**Short problem:** Reproduce every line from the one with "Where can the dry" through the end of the records, requests included, scaling each point coordinate in the answers by 1.7 and rounding to a whole number, with halves rounded up. Keep the numbers in the requests as they are.

[Begin The input]

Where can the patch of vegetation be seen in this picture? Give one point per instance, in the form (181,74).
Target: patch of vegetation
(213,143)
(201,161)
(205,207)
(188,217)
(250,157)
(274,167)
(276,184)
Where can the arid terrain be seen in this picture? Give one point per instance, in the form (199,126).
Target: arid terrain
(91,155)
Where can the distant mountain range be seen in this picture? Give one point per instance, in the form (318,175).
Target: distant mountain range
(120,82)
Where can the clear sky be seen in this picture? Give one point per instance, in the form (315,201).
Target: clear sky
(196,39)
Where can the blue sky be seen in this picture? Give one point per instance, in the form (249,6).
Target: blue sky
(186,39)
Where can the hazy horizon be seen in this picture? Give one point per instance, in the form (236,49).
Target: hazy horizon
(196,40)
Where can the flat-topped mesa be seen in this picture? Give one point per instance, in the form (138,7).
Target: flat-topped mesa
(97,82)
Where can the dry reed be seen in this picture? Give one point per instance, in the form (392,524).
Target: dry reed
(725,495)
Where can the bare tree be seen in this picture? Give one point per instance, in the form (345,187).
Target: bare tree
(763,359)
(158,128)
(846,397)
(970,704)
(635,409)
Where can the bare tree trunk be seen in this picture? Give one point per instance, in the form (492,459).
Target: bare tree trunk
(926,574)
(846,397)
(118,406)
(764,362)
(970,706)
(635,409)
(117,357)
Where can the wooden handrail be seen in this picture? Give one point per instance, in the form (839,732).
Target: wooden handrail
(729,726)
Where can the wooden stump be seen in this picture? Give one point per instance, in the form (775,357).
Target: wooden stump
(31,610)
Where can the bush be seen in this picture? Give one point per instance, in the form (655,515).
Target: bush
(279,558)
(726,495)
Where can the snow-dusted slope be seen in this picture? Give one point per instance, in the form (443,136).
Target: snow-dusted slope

[End The input]

**The response:**
Where can the dry reed be seen in this picture? Give one point per instance, in the form (392,524).
Target: dry reed
(1233,842)
Where can the bare tree be seen in this picture? Give one point per instance, in the form (345,187).
Target: bare tree
(1297,610)
(269,218)
(1438,675)
(1649,1197)
(1080,695)
Where can the bare tree trunk be seen in this picture? Give one point per instance, in the form (492,459).
Target: bare tree trunk
(1574,976)
(1438,675)
(201,690)
(1299,615)
(1649,1200)
(1080,695)
(199,607)
Where can the wooden handrail be seen in this picture? Give one point per instance, in the form (839,732).
Target: wooden handrail
(1239,1234)
Where can the wooden stump be seen in this picture? Give one point per instance, in the form (775,357).
Target: wooden stump
(53,1037)
Where can the bush be seen in this picture? Give one point per instance, in the form (655,515).
Target: bush
(474,949)
(1234,842)
Where can the snow-dusted slope be seen in this picture? Give one point per instance, in the form (443,136).
Target: snow-dusted slope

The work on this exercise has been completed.